▸ Problem to solve:
I'd like every line in the following listing that holds "leaf" copied.

*** Begin section ***

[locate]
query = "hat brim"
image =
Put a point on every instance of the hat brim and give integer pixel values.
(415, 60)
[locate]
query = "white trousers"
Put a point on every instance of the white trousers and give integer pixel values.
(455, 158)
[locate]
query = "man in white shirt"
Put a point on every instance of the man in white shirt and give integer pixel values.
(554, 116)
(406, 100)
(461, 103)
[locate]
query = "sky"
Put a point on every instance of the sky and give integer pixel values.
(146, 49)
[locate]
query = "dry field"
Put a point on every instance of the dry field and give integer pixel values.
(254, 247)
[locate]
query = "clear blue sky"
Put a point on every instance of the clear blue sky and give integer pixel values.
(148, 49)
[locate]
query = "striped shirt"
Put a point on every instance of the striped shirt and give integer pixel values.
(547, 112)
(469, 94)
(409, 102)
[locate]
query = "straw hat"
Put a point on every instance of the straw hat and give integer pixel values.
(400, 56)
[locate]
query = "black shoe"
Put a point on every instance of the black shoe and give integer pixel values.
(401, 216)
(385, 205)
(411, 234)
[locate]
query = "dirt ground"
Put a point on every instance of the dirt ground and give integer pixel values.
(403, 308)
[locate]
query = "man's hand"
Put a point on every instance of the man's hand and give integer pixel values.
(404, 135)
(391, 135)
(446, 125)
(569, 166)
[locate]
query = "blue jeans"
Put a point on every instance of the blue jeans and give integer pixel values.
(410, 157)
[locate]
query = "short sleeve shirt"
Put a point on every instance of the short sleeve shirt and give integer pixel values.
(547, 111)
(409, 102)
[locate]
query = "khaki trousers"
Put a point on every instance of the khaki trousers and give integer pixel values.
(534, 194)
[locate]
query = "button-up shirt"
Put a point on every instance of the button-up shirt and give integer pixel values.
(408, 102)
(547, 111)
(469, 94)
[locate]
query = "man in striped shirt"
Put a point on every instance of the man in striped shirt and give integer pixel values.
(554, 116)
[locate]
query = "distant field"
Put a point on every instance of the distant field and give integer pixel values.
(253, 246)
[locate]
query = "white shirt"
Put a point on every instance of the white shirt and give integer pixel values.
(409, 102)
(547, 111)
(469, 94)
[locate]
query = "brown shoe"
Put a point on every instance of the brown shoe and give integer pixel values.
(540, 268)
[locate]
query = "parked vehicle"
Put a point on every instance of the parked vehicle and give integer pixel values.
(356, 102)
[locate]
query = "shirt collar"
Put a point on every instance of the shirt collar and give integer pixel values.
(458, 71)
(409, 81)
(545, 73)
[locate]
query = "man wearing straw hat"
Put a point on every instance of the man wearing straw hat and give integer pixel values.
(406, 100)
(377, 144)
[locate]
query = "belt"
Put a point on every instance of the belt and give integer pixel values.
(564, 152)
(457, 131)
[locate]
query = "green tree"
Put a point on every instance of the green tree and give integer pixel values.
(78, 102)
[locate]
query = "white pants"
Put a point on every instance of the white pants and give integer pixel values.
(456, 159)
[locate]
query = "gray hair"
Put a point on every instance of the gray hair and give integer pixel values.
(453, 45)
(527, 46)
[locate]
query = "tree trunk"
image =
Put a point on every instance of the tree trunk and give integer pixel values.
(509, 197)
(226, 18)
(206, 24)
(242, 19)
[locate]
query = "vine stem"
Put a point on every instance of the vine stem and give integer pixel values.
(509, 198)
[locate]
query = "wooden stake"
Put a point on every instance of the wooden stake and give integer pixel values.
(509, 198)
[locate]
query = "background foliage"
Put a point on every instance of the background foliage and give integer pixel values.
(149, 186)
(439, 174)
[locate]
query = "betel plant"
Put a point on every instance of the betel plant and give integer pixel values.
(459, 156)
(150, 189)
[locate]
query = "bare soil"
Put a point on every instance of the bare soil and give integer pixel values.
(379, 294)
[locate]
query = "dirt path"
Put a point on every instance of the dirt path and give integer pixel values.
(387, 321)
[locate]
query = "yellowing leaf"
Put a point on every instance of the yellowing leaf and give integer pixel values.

*** End section ***

▸ Exercise response:
query = "yellowing leaf"
Put a point on every instance of the yellowing leaf and give integer pixel values.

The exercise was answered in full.